- WRITTEN INSTRUCTION: Update the entries below so that "bounding box" reads "enclosing rectangle" wherever it occurs, leaving everything else unchanged.

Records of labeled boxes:
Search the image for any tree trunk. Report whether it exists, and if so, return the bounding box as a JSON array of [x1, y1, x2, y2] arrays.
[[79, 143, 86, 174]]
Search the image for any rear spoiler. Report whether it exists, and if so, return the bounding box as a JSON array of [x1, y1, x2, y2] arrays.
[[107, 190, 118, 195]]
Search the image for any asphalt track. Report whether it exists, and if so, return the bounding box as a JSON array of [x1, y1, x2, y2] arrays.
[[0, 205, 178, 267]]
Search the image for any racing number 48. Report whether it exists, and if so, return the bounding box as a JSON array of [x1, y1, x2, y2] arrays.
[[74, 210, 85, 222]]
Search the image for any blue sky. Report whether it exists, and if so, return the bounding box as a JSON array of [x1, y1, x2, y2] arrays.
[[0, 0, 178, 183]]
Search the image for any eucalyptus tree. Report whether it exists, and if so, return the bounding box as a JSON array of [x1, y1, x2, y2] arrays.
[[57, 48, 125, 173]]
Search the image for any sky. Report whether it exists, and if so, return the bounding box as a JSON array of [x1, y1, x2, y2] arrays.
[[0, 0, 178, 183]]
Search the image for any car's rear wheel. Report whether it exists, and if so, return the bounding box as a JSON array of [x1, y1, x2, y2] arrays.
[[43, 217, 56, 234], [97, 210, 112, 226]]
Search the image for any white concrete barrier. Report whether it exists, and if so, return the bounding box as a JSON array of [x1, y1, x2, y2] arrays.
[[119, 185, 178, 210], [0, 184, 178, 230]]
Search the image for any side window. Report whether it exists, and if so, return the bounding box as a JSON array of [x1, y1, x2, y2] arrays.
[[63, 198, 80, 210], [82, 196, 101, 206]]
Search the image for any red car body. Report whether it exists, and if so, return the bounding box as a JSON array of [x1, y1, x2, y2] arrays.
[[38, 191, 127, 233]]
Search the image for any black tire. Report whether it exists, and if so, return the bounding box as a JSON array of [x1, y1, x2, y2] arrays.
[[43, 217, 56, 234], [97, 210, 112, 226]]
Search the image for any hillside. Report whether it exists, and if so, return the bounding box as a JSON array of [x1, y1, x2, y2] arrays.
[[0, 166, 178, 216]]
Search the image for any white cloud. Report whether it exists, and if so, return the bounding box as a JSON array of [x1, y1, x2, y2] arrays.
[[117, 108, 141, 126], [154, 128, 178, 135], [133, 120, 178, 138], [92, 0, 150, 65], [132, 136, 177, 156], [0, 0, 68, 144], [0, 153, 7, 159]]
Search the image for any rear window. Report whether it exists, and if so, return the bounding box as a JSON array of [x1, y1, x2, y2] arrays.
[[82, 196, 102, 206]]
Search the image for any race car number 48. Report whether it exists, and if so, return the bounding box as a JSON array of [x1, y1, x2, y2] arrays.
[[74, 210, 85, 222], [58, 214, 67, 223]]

- THE REPLY:
Search the image for any tree trunk. Report whether it exists, and if so, return the enclosing rectangle as a JSON array of [x1, y1, x2, y2] arrays.
[[79, 143, 86, 174]]
Search the image for any rear spoiler. Report whether it exists, and if so, return the enclosing rectangle as a JSON array of [x1, y1, x2, y2] arrays.
[[107, 190, 118, 195]]
Search the image for any asphalt track. Report whether it exists, and if so, return the enclosing rectangle as a JSON array of [x1, y1, x2, y2] arrays.
[[0, 205, 178, 267]]
Search the image for any racing number 48. Report whether it exists, and if so, return the enclosing rectangle as a JSON array of [x1, y1, x2, y2] arrays.
[[74, 210, 85, 222]]
Search the image for any blue sky. Report whether it exists, and if so, return the enclosing rectangle as a JSON array of [x1, y1, x2, y2] arrays.
[[0, 0, 178, 183]]
Search the image for any eucalyptus tree. Report whether it exists, and if so, return the enclosing rectangle as a JSON array of [x1, y1, x2, y2] arrays.
[[57, 48, 125, 173]]
Search the image for any sky. Report whether it exists, and if so, return the enclosing rectangle as a JSON array of [x1, y1, x2, y2] arrays.
[[0, 0, 178, 183]]
Search the image for any car's rear wheel. Report whether it exists, and if so, return the enclosing rectangle as a JSON array of [x1, y1, x2, y2] arrays.
[[43, 217, 56, 234], [97, 210, 112, 226]]
Search the image for any white concrete barrier. Report whether it exists, and if so, return the enclosing rectangle as a JSON array of [x1, y1, x2, y2] arrays.
[[119, 185, 178, 210], [0, 184, 178, 230]]
Search the image for any side window. Report whether it exists, and if so, return the enclosing rectangle as a JSON array of [x1, y1, x2, y2] arrays.
[[63, 198, 80, 210], [82, 196, 101, 206]]
Search the image for any red car body. Report whether it exists, and if so, return the enclosing rectangle as a JSON array of [x1, y1, x2, y2] arrays.
[[38, 191, 127, 233]]
Search the image for any black tire. Report whether it exists, and if so, return the enclosing rectangle as a JSON array of [x1, y1, x2, y2] arrays.
[[43, 217, 56, 234], [97, 210, 112, 226]]
Search the image for any hillside. Report whether it exists, and if so, return the enclosing rectangle as a JSON array of [x1, y1, x2, y2] arrays.
[[0, 166, 178, 216]]
Search the image for any white cloud. Report whether it exists, and if so, return the enclosing rectangle as a JSON array of [x1, y1, x2, y2] arrays.
[[117, 108, 141, 126], [154, 128, 178, 135], [133, 120, 178, 138], [92, 0, 150, 65], [132, 136, 177, 156], [0, 0, 68, 144], [0, 153, 7, 159]]
Search the image for any rear window. Report whether it exists, and if so, return the enclosing rectangle as a JSON array of [x1, y1, x2, y2] arrays.
[[82, 196, 102, 206]]
Search the image for any race car number 48. Report whether it exists, and if so, return the enclosing rectangle as a JSON array of [x1, y1, x2, y2] arrays.
[[74, 210, 85, 222], [58, 214, 67, 223]]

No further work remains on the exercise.